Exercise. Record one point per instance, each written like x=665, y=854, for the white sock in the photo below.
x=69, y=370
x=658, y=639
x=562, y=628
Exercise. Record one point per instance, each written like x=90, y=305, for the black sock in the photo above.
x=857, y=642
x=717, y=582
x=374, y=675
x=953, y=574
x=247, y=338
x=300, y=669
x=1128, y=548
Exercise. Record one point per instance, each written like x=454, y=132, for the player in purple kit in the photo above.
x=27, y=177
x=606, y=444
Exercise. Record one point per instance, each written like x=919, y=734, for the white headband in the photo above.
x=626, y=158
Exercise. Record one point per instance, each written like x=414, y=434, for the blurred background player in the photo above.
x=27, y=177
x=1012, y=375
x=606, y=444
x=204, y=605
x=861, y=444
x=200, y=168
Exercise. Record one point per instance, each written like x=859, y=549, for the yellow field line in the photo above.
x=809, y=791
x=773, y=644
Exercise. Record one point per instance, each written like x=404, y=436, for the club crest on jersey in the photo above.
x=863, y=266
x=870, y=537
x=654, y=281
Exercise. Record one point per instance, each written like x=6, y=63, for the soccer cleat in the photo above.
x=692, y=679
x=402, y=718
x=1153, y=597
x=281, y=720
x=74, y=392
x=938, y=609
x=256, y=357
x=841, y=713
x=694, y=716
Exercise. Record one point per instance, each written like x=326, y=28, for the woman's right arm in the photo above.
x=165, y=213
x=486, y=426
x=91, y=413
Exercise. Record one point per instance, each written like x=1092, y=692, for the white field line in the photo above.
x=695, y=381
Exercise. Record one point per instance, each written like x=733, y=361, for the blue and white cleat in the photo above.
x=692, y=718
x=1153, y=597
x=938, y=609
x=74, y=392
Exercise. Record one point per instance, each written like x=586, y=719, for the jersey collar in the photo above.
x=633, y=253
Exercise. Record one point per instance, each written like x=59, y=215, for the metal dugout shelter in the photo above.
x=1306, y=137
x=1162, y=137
---------------
▸ Problem details: Copy every line of the data above verbatim, changing nothing.

▸ Final answer:
Exercise. Record one point per instance, each written like x=665, y=854, for the white sock in the photo below.
x=69, y=370
x=658, y=639
x=562, y=628
Exercise. Record one point per instance, each written like x=90, y=305, for the black sock in the photo above.
x=857, y=642
x=717, y=582
x=374, y=675
x=953, y=574
x=247, y=338
x=300, y=669
x=1128, y=548
Exercise. Record one point per instance, each written like x=454, y=132, for the player in purple kit in the photo above.
x=27, y=177
x=606, y=444
Exercise. Record one point per instance, each written like x=919, y=734, for the white headband in the photo above.
x=626, y=158
Exercise. Record one point per instance, each written like x=414, y=434, for the blurred background player in the photo above.
x=27, y=177
x=1012, y=375
x=606, y=444
x=204, y=605
x=861, y=444
x=200, y=168
Exercise. Record one point per instance, each written like x=859, y=549, for the yellow field line in the photo above.
x=809, y=791
x=773, y=644
Exercise. Record one point per instance, each written like x=404, y=436, for the club crest on jersey in the photo above.
x=863, y=266
x=870, y=537
x=654, y=281
Exercise. Record one point per instance, each written like x=6, y=63, for the soccer cleat in the photo above.
x=692, y=679
x=402, y=718
x=1153, y=597
x=281, y=720
x=74, y=392
x=938, y=609
x=256, y=357
x=841, y=713
x=694, y=716
Exercise. Record one point per instance, each written like x=326, y=28, for the woman's right arm in the photo above.
x=165, y=213
x=486, y=426
x=91, y=413
Exercise. Record one point per instance, each written like x=1092, y=692, for the white field line in the photo above.
x=695, y=381
Exercise. Record one point per instance, each written like x=733, y=361, for the blue and white cleat in the photo above.
x=692, y=718
x=1153, y=597
x=938, y=609
x=74, y=392
Exercise. Record one point per instance, each written like x=586, y=719, for the jersey collar in the photo above.
x=633, y=253
Exercise. Record one point per instance, each written like x=59, y=215, for the metal dugout shelter in the photo above.
x=1306, y=137
x=1162, y=137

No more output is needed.